** GIVEN PASSAGE **
Condorect sub-cycle rule

David Marsay djmarsay at dra.hmg.gb
Mon Oct 13 05:33:38 PDT 1997


Hugh Tobin has asked for some clarification on my previous posting.

Firstly, I don't have access to Condorcet's papers, and don't read 
much French (unless it is to do with food). In translation, much of 
what he says appears contradictory. It also seems to me that he may 
have been attempting to over-simplify in places, and may have changed 
his mind as he went on.

I referred to the following, but got the page wrong. Sorry.
 I. McLean and F. Hewitt, Condorcet, Edward Elgar, 1994 p129
cites: "From the above remarks, we can obtain the following
general rule: each time we are forced to make a decision, we must
take all the propositions with plurality support in succession,
beginning with those that have most support. As soon as these
propositions give a result, we should take that to be the
decision, without taking into account the less probable
propositions which follow."

The quote goes on "If this method does not give us the result which 
is least likely to be wrong, or a result which has a probability of 
greater than one-half, and is made up of two propositions which are 
both more probable than their contradictories, it at least provides 
us with one which at least AVOIDS THE LEAST PROBABLE PROPOSITIONS and 
which CAUSES THE LEAST INJUSTICE TO CANDIDATES, WHEN TAKEN TWO BY 
TWO."

** DIRECTIVE 1 **
Reproduce the part of the Condorcet sub-cycle posting word for word, starting with "Condorect sub-cycle rule" and going on through "he went on.".
** DIRECTIVE 2 **
Extend the Condorcet sub-cycle posting from the point where it stops.

Excerpts from point annotation data:
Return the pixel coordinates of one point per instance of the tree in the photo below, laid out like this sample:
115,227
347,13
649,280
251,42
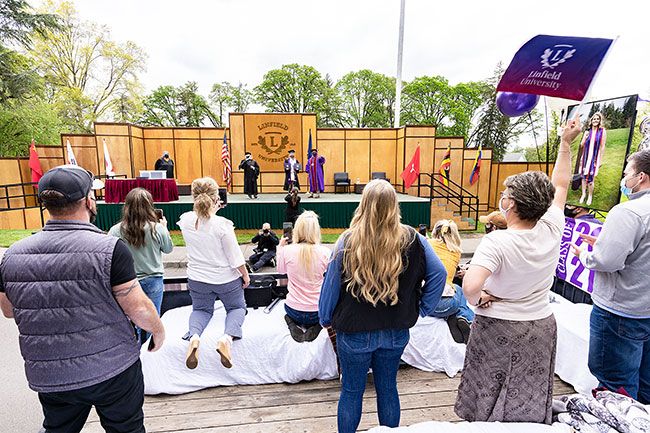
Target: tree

** EXERCISE ANSWER 1 **
Condorect sub-cycle rule

David Marsay djmarsay at dra.hmg.gb
Mon Oct 13 05:33:38 PDT 1997


Hugh Tobin has asked for some clarification on my previous posting.

Firstly, I don't have access to Condorcet's papers, and don't read 
much French (unless it is to do with food). In translation, much of 
what he says appears contradictory. It also seems to me that he may 
have been attempting to over-simplify in places, and may have changed 
his mind as he went on.

** EXERCISE ANSWER 2 **
I commend the book. My tentative view is that the 'strength' of a 
pair-wise majority should only depend on the preferences expressed 
between the two: thus for X, Y one takes the number of ballots with X 
above Y less the contrary ballots.

My modified Generalized Majority Criterion, 'GMC+', could be used 
with any pair-wise notion of strength. For example, one could take 
strength as the existence of a simple majority, so GMC+ reduces to 
Smith.

Taking the pair-wise majority seems the obvious thing to do, and 
seems to be what Condorcet intended. It also seems to be 'best' in 
terms of the properties one gets.

Ideally, one would have a ranking method that was universally 
understood, mature, stable, and relatively 
simple. Thus could at least act as a baseline for discussing other 
methods. I think Condorcet almost makes it.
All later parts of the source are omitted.